## Stated exercise 1
In the text on poverty in Britain, in which places did Nick Hedges take his photographs?
## Stated exercise 2
From the text on poverty in Britain, reproduce the part that opens with the words "All the children" and closes with "instead of 1971.", swapping "blanket" for "quilt".
## Stated exercise 3
Please extend the text on poverty in Britain, carrying on after its final sentence.

## Text section
==================================================

Poverty In Britain 1968-1972: Photos By Nick Hedges

At the peak of the ‘Swinging Sixties’, Britain was just not all about Mary Quant, mini-skirts, pop music, fashion models, and fast cars. Much of the working class still lived in conditions of abject poverty, all over the UK. Photographer Nick Hedges went on a tour of the country, and he captured these images in London, Scotland, and the industrial cities in Yorkshire and Lancashire. You could be forgiven for thinking thay were taken during the Great Depression of the 1930s.

A depressed-looking woman holding her baby. There seems to be no joy in her life.

A young child in poor living conditions. It makes me wonder what happened to her later in life.

A mixed-race little girl clings to a woman who could be her mother or grandmother.

A woman using what passes for a kitchen in her house. It is situated on the landing between flights of stairs. Hard to believe this was taken in 1972.

All the children of one family sharing a bed with a single blanket.

A young woman with her baby, entering her slum dwelling in a run down area. Looks more like 1930, than 1970, and hard to believe anyone lives there.

This child holds a baby that she has been left to look after in awful conditions.

A young family living in one small room.

A run down area in a northern city in 1972.

At least this little girl looks happy. But the photo feels more like it was taken in 1940, instead of 1971.

==================================================

## Data
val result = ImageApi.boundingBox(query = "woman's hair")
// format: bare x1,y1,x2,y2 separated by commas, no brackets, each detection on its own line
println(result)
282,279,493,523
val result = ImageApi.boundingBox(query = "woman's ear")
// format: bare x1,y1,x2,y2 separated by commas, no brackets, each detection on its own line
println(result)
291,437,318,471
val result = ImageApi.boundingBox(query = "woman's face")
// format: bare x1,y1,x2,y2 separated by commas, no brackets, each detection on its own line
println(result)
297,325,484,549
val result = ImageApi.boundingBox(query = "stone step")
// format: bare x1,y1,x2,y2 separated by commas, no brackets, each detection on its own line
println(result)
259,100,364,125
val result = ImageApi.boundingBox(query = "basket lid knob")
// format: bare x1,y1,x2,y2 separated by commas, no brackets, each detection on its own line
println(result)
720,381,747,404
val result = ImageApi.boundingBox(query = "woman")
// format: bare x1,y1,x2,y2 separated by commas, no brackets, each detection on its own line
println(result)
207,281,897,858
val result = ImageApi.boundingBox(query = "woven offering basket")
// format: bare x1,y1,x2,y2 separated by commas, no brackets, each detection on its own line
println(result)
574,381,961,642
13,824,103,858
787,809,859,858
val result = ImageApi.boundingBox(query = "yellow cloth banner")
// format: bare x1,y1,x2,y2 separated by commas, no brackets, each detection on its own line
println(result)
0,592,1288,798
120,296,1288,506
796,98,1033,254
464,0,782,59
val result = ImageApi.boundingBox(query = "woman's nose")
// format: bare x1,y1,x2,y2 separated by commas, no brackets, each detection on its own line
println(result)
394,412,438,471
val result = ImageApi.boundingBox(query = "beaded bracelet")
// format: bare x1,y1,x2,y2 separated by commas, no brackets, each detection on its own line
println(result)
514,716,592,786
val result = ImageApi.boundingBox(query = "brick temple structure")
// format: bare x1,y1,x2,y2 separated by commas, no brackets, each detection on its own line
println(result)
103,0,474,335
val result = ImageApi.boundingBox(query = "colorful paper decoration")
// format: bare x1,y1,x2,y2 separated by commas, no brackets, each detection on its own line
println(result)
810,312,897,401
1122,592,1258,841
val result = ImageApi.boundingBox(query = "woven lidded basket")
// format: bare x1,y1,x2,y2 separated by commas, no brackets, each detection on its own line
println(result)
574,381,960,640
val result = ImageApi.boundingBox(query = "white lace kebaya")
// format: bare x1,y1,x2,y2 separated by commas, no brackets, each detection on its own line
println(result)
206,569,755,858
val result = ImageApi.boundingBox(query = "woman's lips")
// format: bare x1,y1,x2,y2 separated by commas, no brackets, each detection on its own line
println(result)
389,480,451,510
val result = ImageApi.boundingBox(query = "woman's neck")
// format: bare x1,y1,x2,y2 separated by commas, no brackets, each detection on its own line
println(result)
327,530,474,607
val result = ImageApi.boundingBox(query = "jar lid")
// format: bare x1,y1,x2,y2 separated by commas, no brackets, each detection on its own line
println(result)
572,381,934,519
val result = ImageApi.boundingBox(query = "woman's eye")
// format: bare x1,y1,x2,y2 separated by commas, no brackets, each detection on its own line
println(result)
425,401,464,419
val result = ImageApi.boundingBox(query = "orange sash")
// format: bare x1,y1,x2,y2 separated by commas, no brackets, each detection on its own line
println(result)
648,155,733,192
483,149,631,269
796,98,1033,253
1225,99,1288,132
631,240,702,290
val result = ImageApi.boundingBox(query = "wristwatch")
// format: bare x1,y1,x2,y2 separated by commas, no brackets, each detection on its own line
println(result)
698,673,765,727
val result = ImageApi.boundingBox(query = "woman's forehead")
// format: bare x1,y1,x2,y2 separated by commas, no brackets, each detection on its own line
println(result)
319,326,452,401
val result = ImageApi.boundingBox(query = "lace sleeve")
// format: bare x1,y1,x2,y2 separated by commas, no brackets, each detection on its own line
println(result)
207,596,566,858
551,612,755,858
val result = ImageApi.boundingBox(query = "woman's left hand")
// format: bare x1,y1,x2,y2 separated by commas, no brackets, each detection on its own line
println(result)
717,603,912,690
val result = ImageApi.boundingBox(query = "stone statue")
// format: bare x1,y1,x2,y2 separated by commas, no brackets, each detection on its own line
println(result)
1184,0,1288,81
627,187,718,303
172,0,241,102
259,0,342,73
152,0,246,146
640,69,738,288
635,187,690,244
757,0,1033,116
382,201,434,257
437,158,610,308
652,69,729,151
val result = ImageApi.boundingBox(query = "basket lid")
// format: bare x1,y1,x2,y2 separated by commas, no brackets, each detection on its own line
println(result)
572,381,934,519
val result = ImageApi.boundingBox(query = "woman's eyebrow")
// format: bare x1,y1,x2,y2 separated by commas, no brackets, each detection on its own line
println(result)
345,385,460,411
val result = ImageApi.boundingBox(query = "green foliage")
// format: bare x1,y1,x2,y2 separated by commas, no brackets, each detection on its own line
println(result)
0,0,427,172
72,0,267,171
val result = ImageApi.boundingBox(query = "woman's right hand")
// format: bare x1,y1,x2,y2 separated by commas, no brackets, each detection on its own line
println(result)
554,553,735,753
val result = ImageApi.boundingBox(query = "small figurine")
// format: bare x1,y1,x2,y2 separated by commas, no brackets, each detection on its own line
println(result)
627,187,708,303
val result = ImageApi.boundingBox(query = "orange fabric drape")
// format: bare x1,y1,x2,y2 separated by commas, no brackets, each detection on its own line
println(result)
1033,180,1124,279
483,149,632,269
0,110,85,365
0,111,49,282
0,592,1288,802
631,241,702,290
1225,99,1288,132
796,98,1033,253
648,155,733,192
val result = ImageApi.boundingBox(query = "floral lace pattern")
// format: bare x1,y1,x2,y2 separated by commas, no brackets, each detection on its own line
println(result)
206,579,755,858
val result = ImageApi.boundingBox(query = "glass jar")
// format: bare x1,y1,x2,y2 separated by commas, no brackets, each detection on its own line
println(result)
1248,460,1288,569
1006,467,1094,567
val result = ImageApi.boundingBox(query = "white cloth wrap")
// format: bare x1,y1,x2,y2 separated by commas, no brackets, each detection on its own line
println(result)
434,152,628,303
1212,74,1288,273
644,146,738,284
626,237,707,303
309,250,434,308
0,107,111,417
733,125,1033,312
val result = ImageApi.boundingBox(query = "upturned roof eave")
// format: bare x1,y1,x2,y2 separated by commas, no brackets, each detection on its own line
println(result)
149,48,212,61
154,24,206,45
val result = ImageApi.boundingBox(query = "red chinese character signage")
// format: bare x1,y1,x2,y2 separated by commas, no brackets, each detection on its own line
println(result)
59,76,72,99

==================================================

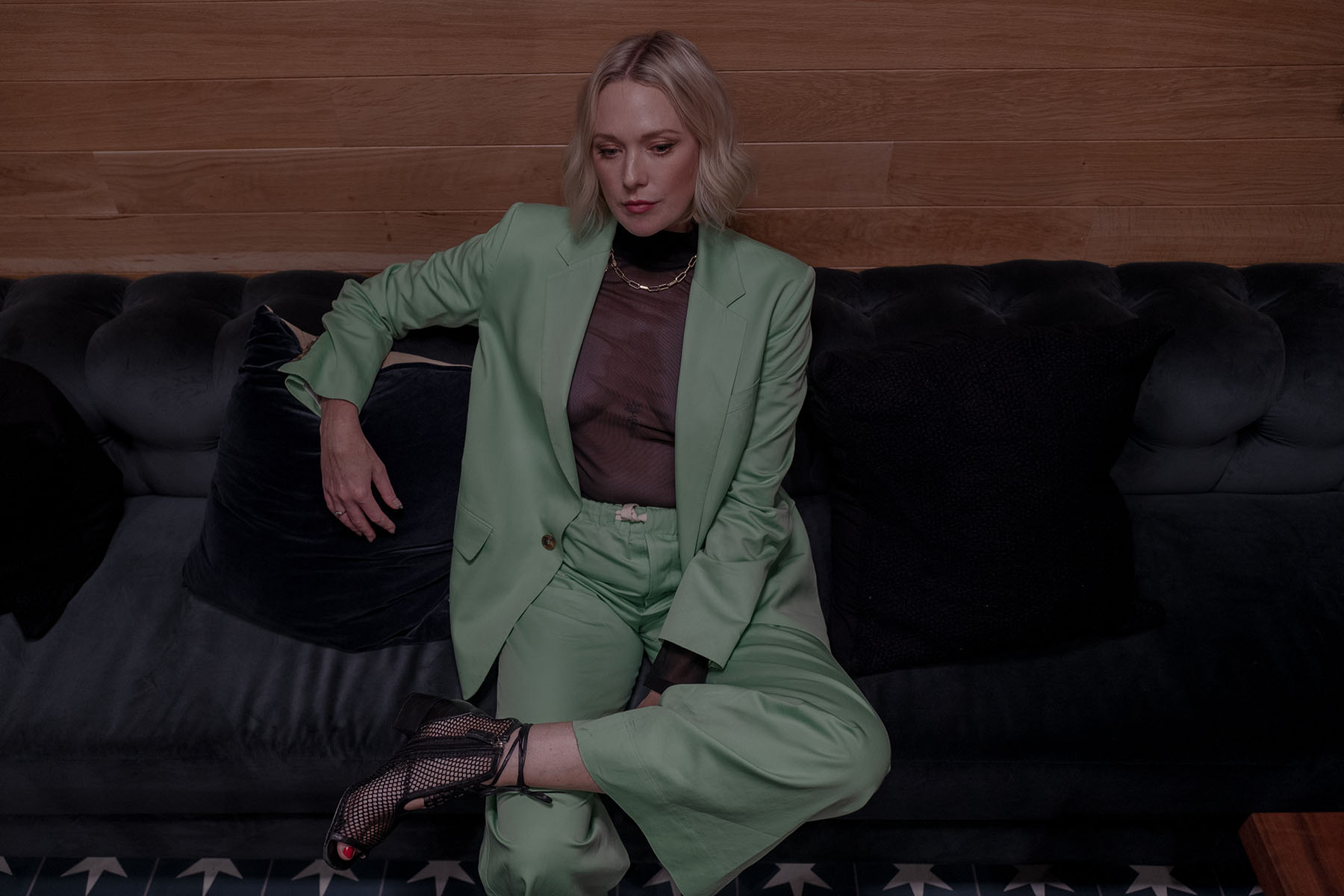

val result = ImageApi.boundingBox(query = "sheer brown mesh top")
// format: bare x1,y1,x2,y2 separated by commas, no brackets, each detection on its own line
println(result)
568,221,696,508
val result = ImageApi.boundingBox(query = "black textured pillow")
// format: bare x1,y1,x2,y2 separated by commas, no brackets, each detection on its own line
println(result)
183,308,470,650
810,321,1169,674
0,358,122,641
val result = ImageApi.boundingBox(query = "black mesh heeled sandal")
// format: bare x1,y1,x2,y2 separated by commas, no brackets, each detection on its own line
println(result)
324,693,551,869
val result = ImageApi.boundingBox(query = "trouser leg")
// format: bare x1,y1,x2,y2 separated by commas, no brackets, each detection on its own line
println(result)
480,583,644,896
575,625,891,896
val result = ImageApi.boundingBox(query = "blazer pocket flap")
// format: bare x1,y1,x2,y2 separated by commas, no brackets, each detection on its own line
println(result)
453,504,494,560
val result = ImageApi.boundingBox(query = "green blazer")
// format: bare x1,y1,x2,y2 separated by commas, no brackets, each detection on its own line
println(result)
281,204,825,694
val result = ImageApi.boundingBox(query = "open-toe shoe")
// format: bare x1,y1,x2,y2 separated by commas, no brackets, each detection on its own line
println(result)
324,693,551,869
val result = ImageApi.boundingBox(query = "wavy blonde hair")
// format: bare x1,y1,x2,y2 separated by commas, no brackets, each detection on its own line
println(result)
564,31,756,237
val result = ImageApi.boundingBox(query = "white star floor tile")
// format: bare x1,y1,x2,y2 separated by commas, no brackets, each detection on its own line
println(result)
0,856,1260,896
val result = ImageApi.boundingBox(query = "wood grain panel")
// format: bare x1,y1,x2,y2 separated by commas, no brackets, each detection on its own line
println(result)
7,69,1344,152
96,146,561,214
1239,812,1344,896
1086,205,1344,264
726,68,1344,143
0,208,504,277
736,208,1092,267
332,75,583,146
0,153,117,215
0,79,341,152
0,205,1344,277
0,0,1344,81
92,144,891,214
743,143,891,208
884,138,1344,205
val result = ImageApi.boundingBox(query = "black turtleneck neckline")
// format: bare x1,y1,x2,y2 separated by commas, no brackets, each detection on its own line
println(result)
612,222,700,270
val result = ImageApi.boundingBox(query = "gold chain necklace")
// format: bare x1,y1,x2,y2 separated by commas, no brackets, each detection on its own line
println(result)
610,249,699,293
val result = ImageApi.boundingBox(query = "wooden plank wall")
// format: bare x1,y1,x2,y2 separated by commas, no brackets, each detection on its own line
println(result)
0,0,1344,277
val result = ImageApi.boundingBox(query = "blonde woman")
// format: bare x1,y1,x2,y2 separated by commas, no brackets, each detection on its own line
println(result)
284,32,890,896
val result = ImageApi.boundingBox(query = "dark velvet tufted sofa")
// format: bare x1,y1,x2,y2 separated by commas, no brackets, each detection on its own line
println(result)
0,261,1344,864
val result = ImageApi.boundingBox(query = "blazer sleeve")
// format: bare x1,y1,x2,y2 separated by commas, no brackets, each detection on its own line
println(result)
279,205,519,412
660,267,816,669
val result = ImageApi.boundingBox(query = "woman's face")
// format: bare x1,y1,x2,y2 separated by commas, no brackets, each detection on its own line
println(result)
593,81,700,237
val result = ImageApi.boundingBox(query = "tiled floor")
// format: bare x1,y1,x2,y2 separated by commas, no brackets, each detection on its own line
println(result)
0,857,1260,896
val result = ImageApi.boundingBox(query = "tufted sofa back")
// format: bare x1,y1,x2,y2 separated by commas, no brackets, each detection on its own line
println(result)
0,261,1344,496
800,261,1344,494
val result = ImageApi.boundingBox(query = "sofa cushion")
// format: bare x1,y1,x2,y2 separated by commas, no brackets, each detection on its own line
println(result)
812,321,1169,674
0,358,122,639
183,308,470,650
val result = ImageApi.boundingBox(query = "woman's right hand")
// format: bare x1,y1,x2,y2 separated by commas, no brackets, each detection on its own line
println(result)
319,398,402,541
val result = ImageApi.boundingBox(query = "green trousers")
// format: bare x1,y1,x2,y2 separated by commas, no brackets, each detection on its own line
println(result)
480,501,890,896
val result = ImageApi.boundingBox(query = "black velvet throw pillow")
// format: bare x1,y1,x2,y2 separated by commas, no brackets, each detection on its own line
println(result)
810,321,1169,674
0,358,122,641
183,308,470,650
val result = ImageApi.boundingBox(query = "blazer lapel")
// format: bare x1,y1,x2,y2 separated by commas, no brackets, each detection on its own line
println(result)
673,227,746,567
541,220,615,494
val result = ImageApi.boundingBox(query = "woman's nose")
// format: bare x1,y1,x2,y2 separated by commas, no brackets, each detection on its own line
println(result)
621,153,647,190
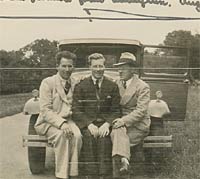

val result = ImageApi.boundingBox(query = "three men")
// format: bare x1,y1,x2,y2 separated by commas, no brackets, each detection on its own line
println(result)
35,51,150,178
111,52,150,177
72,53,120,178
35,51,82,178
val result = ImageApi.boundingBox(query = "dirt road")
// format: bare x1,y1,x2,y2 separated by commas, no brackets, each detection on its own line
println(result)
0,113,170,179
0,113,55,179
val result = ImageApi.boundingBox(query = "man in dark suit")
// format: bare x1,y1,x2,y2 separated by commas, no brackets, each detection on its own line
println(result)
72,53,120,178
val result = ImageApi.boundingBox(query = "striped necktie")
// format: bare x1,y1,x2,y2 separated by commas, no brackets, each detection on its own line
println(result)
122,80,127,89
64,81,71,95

==================================================

## Answer 1
In London, Scotland, and the industrial cities in Yorkshire and Lancashire.

## Answer 2
All the children of one family sharing a bed with a single quilt.

A young woman with her baby, entering her slum dwelling in a run down area. Looks more like 1930, than 1970, and hard to believe anyone lives there.

This child holds a baby that she has been left to look after in awful conditions.

A young family living in one small room.

A run down area in a northern city in 1972.

At least this little girl looks happy. But the photo feels more like it was taken in 1940, instead of 1971.

## Answer 3
58 thoughts on “Poverty In Britain 1968-1972: Photos By Nick Hedges

  1. It is unbelievable that governments cannot seem to be able to root out poverty—at any time. If one looks around, it is always there, even in affluent times. I travelled to many Balkan countries in the 80s, the conditions for the common people were unbelievable (you felt a century back…) And nowadays, so many people are living in misery in Europe—refugees in those awful camps, the homeless…

    Liked by 1 person

    1. It is estimated that almost one third of people in Britain are living ‘below the poverty line’ in terms of income in 2022, Marina. Yet the rich continue to get richer, and the government is so callous it doesn’t care.
      Best wishes, Pete.


  2. Hi Pete, these are very interesting pictures. A lot of non-British people think life in the UK has always been as it is now (although there are still people who live in poor circumstances in the UK). That is why people from Africa want to go to the UK. They think it’s all benefits and free healthcare.

    Liked by 1 person

    1. You could take similar photos in parts of Britain today, Robbie. The economic migrants should be aware that things are not so good in modern-day Britain unless you are reasonably ‘affluent’.
      Best wishes, Pete.


    1. I lived with my parents in two rooms with a ‘landing kitchen’ like that one, until I was five. Some of my friends at primary school still lived in what were considered to be ‘slums’ until I was much older, and as an only child I did notice the difference in how larger families (5-6 kids) lived.
      Best wishes, Pete.

      Liked by 1 person

  3. When I started working in Clerkenwell during the 1960s I couldn’t believe how many flats around our factory were slums. Having never seen housing conditions as bad coming from north London middle class suburbia.

    Liked by 1 person

    1. I knew of some poor living conditions in parts of Rotherhithe, after visiting the houses/flats of schoolfriends and being shocked at how they lived. Most were from large families though, and I was an only child.
      Best wishes, Pete. x


  4. And now you know why post WW2 up to 1975 – 77,000 (2.7% of our population then) from the UK emigrated to NZ – given passage, jobs & homes.
    They became our football coaches & union reps.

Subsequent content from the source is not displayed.